_DATASET EXTRACT_
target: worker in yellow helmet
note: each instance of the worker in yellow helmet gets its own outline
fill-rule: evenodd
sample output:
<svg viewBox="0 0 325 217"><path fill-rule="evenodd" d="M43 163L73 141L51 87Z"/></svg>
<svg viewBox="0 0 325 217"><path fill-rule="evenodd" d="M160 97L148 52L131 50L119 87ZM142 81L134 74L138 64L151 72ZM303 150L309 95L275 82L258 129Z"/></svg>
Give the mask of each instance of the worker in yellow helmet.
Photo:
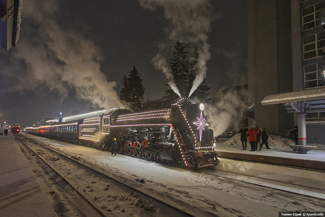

_WHAT YOU ARE ASKED TO DO_
Rewrite these items, swapping every "yellow helmet" for "orange helmet" and leaving everything else as it is. Omit the pictures.

_REPLY TO THE EXERCISE_
target: worker in orange helmet
note: each instance of the worker in orange helmet gets its own outline
fill-rule: evenodd
sample output:
<svg viewBox="0 0 325 217"><path fill-rule="evenodd" d="M43 163L73 141L51 87Z"/></svg>
<svg viewBox="0 0 325 217"><path fill-rule="evenodd" d="M160 97L148 52L131 50L119 87ZM142 81L134 74L138 64L151 72ZM303 150L309 95L275 82L258 129Z"/></svg>
Give the mask of each instance of the worker in orange helmet.
Photo:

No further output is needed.